§ Dataset records
⟨
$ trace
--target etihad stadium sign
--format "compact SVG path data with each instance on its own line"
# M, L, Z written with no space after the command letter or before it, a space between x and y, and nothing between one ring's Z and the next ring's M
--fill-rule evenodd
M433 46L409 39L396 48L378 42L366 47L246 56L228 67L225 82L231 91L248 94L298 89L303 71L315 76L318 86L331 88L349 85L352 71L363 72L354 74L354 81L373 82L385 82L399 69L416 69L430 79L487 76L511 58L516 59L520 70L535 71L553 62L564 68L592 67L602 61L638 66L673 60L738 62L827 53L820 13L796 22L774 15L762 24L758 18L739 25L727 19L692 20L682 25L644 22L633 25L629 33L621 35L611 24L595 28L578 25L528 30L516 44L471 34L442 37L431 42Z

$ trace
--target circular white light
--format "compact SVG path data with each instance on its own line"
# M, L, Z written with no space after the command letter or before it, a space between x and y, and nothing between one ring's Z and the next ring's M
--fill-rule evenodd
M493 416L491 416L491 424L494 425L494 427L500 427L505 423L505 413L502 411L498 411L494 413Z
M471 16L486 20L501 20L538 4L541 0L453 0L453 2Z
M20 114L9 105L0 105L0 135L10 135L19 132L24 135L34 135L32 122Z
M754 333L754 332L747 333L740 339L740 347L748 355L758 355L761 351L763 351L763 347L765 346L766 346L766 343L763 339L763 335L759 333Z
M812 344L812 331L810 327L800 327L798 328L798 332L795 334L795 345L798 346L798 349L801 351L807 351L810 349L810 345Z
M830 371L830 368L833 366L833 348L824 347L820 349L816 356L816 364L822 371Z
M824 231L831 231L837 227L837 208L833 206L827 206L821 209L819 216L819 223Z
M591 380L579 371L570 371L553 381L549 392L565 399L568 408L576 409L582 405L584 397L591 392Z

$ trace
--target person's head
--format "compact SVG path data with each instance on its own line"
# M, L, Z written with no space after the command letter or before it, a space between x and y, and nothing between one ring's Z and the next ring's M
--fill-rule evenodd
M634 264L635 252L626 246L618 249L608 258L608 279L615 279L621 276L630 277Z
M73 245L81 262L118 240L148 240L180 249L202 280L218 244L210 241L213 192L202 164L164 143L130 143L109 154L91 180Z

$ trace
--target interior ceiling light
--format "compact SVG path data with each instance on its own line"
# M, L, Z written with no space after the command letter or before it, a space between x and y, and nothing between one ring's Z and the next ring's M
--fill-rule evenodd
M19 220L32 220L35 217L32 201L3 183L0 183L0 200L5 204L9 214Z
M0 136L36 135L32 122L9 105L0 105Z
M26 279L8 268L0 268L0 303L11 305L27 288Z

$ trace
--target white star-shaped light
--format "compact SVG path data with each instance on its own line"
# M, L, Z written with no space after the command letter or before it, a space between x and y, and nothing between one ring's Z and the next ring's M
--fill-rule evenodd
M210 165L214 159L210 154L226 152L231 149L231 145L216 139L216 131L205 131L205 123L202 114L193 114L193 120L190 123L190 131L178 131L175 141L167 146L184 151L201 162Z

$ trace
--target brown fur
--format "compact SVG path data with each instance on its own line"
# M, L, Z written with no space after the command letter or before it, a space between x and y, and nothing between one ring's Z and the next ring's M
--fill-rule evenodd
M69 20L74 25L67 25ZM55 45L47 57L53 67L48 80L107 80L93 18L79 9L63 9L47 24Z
⟩
⟨
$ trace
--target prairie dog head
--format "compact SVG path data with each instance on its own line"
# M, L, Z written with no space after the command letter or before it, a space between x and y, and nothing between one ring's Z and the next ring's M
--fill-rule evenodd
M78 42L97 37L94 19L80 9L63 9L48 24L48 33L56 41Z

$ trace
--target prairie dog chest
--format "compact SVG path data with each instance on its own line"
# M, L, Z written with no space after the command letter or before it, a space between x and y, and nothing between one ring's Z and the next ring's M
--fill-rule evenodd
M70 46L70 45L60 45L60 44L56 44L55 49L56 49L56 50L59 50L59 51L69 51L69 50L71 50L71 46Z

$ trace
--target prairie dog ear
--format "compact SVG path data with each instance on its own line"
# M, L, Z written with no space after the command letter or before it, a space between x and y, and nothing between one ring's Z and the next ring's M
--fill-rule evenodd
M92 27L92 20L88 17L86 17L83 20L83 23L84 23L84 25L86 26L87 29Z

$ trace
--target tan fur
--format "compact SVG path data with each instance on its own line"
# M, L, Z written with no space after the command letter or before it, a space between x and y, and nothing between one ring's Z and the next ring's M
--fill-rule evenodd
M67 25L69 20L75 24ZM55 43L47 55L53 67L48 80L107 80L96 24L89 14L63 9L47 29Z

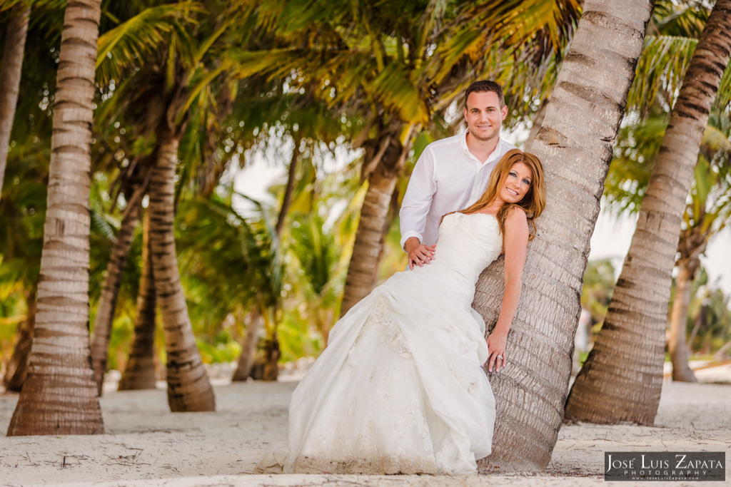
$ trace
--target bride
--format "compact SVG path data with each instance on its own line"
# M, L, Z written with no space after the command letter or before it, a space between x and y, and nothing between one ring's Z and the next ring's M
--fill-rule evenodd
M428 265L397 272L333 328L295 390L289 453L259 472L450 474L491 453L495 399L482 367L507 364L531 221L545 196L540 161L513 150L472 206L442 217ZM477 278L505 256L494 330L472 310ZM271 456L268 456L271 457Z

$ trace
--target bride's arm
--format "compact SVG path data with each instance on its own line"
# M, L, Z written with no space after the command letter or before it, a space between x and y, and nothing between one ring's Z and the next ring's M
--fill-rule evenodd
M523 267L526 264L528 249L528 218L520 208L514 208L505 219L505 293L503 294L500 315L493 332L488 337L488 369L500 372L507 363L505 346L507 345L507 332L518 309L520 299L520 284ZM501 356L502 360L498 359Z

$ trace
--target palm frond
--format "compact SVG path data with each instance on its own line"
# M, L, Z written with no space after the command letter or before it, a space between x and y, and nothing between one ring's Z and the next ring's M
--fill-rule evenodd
⟩
§ Task prompt
Locate each line in the records that contains the word "white", and copy those lines.

§ Solution below
--target circular white light
--target white star-shaped light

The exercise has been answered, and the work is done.